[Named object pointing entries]
'''

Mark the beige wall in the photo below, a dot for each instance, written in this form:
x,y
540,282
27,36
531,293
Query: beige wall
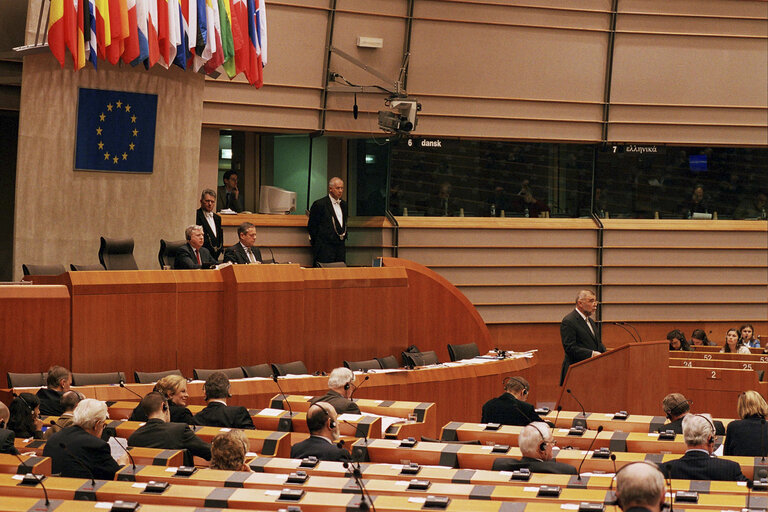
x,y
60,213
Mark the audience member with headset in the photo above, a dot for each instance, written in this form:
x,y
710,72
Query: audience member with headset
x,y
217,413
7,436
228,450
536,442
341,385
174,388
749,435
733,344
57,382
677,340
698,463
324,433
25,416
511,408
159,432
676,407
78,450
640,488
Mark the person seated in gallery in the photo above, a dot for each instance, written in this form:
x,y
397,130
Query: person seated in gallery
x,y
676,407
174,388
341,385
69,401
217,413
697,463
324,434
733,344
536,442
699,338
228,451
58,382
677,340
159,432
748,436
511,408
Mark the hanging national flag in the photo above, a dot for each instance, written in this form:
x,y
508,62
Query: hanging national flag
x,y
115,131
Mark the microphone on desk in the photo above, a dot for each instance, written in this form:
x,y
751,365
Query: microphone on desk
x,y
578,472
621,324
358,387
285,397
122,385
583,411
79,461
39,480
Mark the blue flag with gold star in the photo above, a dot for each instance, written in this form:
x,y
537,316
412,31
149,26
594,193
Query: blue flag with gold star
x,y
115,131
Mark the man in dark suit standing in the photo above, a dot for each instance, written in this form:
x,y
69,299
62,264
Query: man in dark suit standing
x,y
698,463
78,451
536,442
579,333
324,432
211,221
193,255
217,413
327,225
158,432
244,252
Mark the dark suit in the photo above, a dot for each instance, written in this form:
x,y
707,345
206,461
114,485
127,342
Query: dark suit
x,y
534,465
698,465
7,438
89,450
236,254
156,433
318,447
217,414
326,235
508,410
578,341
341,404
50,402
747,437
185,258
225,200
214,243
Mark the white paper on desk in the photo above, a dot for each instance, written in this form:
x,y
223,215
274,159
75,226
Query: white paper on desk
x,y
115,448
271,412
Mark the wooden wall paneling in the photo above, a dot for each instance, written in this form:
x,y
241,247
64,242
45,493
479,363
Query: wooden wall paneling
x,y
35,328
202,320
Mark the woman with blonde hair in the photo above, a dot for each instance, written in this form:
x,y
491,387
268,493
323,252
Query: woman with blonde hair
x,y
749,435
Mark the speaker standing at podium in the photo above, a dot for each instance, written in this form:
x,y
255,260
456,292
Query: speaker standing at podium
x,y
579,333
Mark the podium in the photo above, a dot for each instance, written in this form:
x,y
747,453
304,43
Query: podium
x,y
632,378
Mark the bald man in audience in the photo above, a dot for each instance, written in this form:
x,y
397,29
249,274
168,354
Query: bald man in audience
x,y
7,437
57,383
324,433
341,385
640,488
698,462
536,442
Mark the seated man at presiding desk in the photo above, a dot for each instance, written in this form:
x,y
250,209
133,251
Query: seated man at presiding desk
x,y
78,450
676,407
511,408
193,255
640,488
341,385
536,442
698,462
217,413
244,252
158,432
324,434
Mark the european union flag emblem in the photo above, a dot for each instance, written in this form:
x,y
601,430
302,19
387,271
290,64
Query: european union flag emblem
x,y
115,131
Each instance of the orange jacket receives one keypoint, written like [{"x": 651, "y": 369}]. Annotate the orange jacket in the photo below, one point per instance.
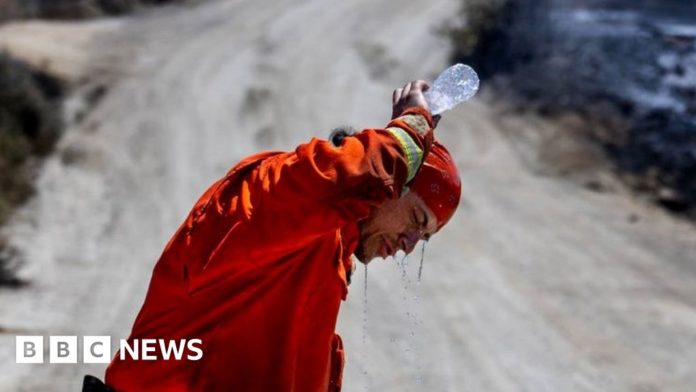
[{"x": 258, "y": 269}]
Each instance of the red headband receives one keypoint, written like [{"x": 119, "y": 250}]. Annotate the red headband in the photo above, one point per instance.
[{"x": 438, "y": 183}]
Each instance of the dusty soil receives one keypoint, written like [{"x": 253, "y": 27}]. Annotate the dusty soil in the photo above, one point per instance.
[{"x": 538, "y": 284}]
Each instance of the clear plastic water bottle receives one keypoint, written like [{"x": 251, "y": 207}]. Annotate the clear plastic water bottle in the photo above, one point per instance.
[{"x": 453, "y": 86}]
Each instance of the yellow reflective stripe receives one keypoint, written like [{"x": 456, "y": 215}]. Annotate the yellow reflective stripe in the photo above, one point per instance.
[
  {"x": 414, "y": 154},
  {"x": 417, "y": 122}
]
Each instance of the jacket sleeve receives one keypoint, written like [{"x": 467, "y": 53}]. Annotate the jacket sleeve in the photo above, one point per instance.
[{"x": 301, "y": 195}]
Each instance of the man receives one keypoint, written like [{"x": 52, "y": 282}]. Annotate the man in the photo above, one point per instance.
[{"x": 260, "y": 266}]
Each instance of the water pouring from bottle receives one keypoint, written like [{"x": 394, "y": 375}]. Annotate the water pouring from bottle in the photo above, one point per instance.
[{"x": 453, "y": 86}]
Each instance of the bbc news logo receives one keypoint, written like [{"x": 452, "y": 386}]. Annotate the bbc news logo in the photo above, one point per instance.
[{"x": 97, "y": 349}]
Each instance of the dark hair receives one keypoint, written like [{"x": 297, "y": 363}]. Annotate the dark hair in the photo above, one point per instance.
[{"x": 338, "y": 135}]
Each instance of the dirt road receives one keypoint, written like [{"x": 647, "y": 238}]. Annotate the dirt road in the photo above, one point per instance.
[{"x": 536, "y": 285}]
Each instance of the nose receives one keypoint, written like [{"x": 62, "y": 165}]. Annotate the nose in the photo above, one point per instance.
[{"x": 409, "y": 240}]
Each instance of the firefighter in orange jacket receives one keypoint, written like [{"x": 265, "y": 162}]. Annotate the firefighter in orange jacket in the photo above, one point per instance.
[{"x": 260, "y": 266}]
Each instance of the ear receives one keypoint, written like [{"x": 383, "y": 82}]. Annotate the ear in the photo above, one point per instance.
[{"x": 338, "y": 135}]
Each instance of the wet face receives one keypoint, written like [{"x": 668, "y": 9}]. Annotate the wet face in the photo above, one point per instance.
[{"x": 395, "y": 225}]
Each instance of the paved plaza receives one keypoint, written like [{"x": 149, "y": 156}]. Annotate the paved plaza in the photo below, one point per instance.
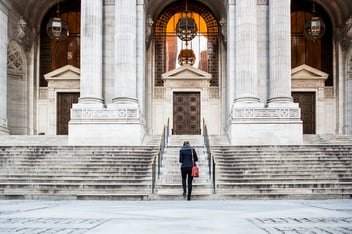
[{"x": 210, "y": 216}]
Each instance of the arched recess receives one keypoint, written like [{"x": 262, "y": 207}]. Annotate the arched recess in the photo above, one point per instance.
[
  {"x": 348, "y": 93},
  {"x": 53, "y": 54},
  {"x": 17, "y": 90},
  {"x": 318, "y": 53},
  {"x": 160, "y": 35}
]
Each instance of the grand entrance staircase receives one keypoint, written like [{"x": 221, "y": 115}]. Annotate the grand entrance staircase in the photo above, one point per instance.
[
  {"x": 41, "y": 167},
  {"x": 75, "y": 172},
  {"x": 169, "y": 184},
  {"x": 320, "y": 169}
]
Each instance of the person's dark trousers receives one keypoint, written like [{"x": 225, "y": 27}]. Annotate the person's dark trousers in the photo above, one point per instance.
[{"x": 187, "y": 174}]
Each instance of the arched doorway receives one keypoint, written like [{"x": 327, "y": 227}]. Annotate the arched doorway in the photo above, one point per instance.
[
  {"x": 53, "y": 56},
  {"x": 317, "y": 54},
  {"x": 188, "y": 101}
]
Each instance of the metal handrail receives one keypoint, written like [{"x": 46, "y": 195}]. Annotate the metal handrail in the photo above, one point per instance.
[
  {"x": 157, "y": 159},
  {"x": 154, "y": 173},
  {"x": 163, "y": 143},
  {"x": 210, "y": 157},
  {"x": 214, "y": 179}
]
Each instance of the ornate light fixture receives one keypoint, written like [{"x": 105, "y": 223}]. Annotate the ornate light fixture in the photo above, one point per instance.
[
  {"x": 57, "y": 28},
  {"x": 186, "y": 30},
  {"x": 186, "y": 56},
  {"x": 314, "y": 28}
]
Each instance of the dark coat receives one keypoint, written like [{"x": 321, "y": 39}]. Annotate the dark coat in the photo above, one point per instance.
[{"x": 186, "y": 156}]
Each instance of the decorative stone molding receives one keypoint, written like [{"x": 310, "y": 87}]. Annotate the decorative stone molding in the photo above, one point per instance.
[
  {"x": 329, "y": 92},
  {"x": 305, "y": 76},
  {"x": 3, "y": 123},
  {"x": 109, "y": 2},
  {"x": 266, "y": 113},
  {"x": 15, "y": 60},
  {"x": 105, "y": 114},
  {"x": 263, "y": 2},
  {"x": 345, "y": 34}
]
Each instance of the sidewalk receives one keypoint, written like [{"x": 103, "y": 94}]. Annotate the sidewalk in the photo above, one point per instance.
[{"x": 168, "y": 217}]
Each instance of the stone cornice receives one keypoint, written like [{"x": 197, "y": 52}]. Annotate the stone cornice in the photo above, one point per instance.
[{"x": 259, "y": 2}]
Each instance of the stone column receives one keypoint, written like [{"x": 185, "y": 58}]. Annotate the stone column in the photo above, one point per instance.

'''

REQUIRED WORK:
Starting at the line that contains "Each instance of the sidewalk", print every line through the end of the listing, word for word. Leave out all the rest.

RESULT OF THE EXERCISE:
Each instance of the sidewalk receives one keypoint, written like [{"x": 103, "y": 94}]. Annotate the sidewalk in the photo above, one point per instance.
[{"x": 168, "y": 217}]
Each instance of the stone cornice receives one keypoint, written like [{"x": 197, "y": 52}]. Annotate the stone cornice in the photo above, one point per instance.
[{"x": 259, "y": 2}]
Each instance of the stone column receives one keypoint, written like [{"x": 185, "y": 58}]. Annotate the stone column in the photo above, one point per instance.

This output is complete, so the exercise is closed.